#### Dataset entries
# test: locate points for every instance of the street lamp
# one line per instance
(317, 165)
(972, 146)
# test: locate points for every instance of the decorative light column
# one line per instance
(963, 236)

#### What to produce
Could you switch "light column" to "lamp post" and give back, with nothing else changed, only the lines running from the one holding "# test: locate points for every instance of the decorative" through the end of the entries, both ends included?

#### Complete answer
# test: locate points for every instance of the decorative lamp post
# one line per instance
(963, 236)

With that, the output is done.